**DATASET**
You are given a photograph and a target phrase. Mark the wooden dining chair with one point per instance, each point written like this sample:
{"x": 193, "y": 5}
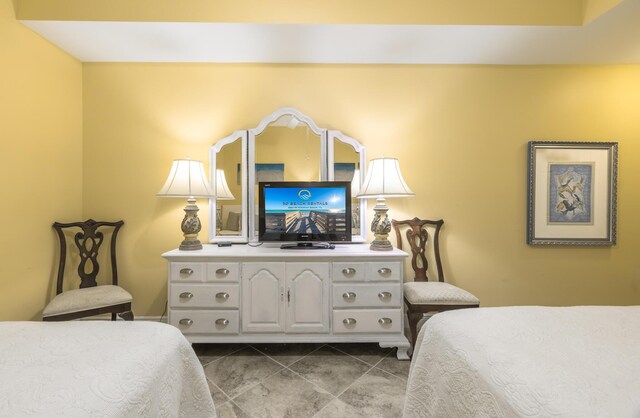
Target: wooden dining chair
{"x": 90, "y": 299}
{"x": 421, "y": 295}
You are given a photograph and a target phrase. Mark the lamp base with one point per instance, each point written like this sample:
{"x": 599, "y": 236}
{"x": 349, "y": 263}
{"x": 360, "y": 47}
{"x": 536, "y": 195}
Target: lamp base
{"x": 190, "y": 245}
{"x": 381, "y": 227}
{"x": 381, "y": 243}
{"x": 190, "y": 227}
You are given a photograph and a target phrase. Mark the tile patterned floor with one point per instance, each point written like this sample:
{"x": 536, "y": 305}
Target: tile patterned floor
{"x": 304, "y": 380}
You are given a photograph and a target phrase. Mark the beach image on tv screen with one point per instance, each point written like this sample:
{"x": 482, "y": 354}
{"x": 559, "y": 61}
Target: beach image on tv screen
{"x": 310, "y": 210}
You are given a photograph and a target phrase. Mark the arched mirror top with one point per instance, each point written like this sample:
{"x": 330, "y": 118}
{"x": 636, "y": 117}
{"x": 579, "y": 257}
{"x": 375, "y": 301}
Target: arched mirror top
{"x": 289, "y": 116}
{"x": 278, "y": 153}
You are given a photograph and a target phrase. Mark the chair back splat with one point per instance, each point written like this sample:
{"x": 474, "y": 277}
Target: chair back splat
{"x": 88, "y": 241}
{"x": 418, "y": 239}
{"x": 421, "y": 295}
{"x": 90, "y": 299}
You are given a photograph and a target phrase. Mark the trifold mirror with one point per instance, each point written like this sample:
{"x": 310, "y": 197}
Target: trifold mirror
{"x": 286, "y": 146}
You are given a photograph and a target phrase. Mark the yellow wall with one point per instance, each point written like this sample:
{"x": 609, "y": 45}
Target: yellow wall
{"x": 41, "y": 150}
{"x": 460, "y": 133}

**TO DO**
What is needed is a word-for-word transcription of all the entries, with the pictures dropped.

**WRITTEN SOLUTION**
You are given a photograph and a target phrase. Mark the wooden dining chair with one point per instance, each point written like this sample:
{"x": 193, "y": 5}
Target: wooden dining chair
{"x": 90, "y": 299}
{"x": 421, "y": 295}
You are given a photograph and a target phrase. Mark the lamp base with one point per instance, each point written like this sample:
{"x": 599, "y": 236}
{"x": 349, "y": 263}
{"x": 360, "y": 47}
{"x": 536, "y": 195}
Target: lamp base
{"x": 190, "y": 245}
{"x": 381, "y": 227}
{"x": 381, "y": 243}
{"x": 190, "y": 227}
You are given a photograph and a target phrase. Mark the tile patterned floor with one point per instance, each point written like this sample:
{"x": 536, "y": 305}
Target: tile patterned floor
{"x": 304, "y": 380}
You are given a photograph and a target phrase. Mark the beach image on tv screen with one point per instance, each point written like this sample:
{"x": 482, "y": 354}
{"x": 559, "y": 61}
Target: beach image on tv screen
{"x": 310, "y": 210}
You are given a photograph and a target phrase. Mark the arched mirror top with one point per instance, each point written like this sample:
{"x": 330, "y": 118}
{"x": 636, "y": 117}
{"x": 579, "y": 257}
{"x": 375, "y": 301}
Target: arched mirror top
{"x": 289, "y": 116}
{"x": 278, "y": 153}
You are given a photograph and a target phrase. Mark the chair back splat with one point per instance, each point written like this sample:
{"x": 474, "y": 277}
Target: chair back splat
{"x": 88, "y": 241}
{"x": 418, "y": 239}
{"x": 421, "y": 295}
{"x": 90, "y": 299}
You are given a photograph and a target phrase. Mark the trifold mirror with one point per instance, each point written like this sample:
{"x": 310, "y": 197}
Target: trifold mirror
{"x": 286, "y": 146}
You are given a photograph and a target phrase. Mark the yellow wall with one point per instance, each point written like this sample:
{"x": 609, "y": 45}
Target: yellow wall
{"x": 41, "y": 150}
{"x": 460, "y": 133}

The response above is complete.